A couple of days ago I wrote about the new paper by Steven Sherwood and Nidhi Nishant, which was reporting the release of an updated radiosonde dataset, and findings from an analysis of those data.
|Data sources: Scripps and GISS/NASA|
One of the things the authors reported was the "tropospheric hot spot" - though they didn't use that term in the paper itself (only the press release). I've never previously thoroughly looked into this myself. I knew about it in general terms, because some deniers point to what they regard as lack of evidence as evidence that global warming isn't happening. Which is really, really weird when you think about it. Or when you look at surface temperature data as in the chart on the right.
Anyway, I decided to go and learn more about this so-called "tropospheric hot spot".
That hot "spot" is not really a spot and it's not very hot
Although it's in the troposphere, it's not really a "spot. It's more like a band in the upper troposphere above the tropics. Neither is it hot. The air is quite cold when you get a few kilometres up in the air. Also it's not a temperature at a particular time, it's the trend in the temperature over time. The diagram from the Sherwood and Nishant paper demonstrates this:
|Figure 1. Temperature trend 1960–2012 versus latitude and pressure. The value for each latitude and pressure is the medians of the trends at individual stations in that (10°) latitude bin. Units are °C per decade. Source: Sherwood15|
What the diagram above shows is the temperature trend at different levels in the troposphere, going from south to north (left to right) above the earth. The red colour is the greatest trend. You can see the blobs that show fastest warming at height, between around 30 south and 20 north. The y axis is pressure. Pressure drops with altitude. The blobs are evident from around 500 hPa upwards to near the interface between the troposphere and the stratosphere.
Some terms used when talking about the temperature rise in the atmosphere above the tropics are:
- Lapse rate. This is the rate of decrease of temperature with increasing height above the surface.
- Adiabatic. This refers to a process in which there is no heat gained or lost.
- Moist adiabatic lapse rate (MALR). The dry adiabatic lapse rate is the rate of decrease of temperature in dry air, and the moist, as you can guess, is that in moist air. That is, the rate of decrease in temperature with altitude, of a parcel of air, as it rises in the atmosphere under adiabatic conditions. The moist adiabatic lapse rate has to be less than the dry adiabatic lapse rate. This is because as water vapour rises it gets colder and condenses into water (or freezes into ice) . This condensation releases latent heat - the air at that height gets warmer than it would if there was no condensation (or freezing).
- Tropical lapse rate. This is the lapse rate in the atmosphere above the tropics.
- Troposphere. This is the layer of the atmosphere immediately above the surface. The layer above that is the stratosphere. (Then there is the mesosphere, the thermosphere and the outer layer is the exosphere - see here.)
Expectations of the tropical lapse rate
Atmospheric physics indicates that above the tropics, the temperature decrease in the troposphere above the tropics should increase faster as the world warms. That is, there is a region where the rate of warming should be faster than the rate of warming at the surface. Now this isn't just from greenhouse warming. It should happen regardless of the cause. It could be from El Nino or from solar warming. In a discussion at Climate Dialogue, Steve Sherwood wrote:
Based on theoretical considerations and simulations with General Circulation Models (GCMs), it is expected that any warming at the surface will be amplified in the upper troposphere. The reason for this is quite simple. More warming at the surface means more evaporation and more convection. Higher in the troposphere the (extra) water vapour condenses and heat is released. Calculations with GCMs show that the lower troposphere warms about 1.2 times faster than the surface. For the tropics, where most of the moist is, the amplification is larger, about 1.4.

Items stored from a collection:

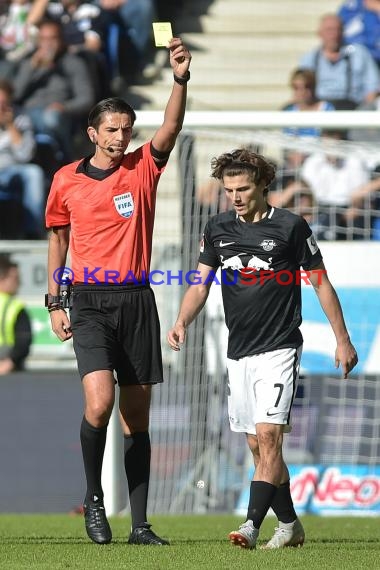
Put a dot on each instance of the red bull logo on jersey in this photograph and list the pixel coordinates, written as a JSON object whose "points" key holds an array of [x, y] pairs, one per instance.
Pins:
{"points": [[254, 263], [124, 204]]}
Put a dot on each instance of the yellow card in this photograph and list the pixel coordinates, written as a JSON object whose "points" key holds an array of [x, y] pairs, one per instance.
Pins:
{"points": [[162, 33]]}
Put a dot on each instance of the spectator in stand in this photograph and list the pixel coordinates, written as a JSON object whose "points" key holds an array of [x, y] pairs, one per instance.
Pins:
{"points": [[361, 24], [346, 74], [16, 330], [18, 32], [302, 82], [134, 20], [17, 147], [334, 181], [84, 26], [54, 87]]}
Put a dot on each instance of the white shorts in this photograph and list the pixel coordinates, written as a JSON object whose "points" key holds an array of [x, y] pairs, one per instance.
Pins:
{"points": [[262, 389]]}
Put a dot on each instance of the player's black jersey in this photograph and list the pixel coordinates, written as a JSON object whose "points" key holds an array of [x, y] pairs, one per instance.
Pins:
{"points": [[261, 275]]}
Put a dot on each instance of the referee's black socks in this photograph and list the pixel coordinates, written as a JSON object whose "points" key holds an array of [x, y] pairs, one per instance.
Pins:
{"points": [[137, 453], [282, 504], [93, 441], [260, 499]]}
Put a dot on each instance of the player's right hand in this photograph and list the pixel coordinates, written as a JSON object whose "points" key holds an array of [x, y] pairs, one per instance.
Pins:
{"points": [[176, 336], [60, 325]]}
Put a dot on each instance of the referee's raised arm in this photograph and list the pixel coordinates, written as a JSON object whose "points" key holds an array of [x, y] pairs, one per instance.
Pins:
{"points": [[165, 137]]}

## EXERCISE REQUIREMENTS
1) Using the hot spot article, answer the following questions:
(a) Who are the two authors of the new paper mentioned at the start?
(b) What quantity is shown on the y axis of the diagram from the paper?
(c) According to calculations with GCMs, about how many times faster than the surface does the lower troposphere warm?
2) Edit the hot spot article between "- Tropical lapse" and "- see here.)", inclusive, replacing "immediately above" with "directly above".
3) List every term that the hot spot article defines in its bulleted list of terms about temperature rise above the tropics.

## EXERCISE RESULTS
1)
(a) Steven Sherwood and Nidhi Nishant
(b) Pressure
(c) About 1.2 times

2)
- Tropical lapse rate. This is the lapse rate in the atmosphere above the tropics.
- Troposphere. This is the layer of the atmosphere directly above the surface. The layer above that is the stratosphere. (Then there is the mesosphere, the thermosphere and the outer layer is the exosphere - see here.)

3)
- Lapse rate
- Adiabatic
- Moist adiabatic lapse rate (MALR)
- Tropical lapse rate
- Troposphere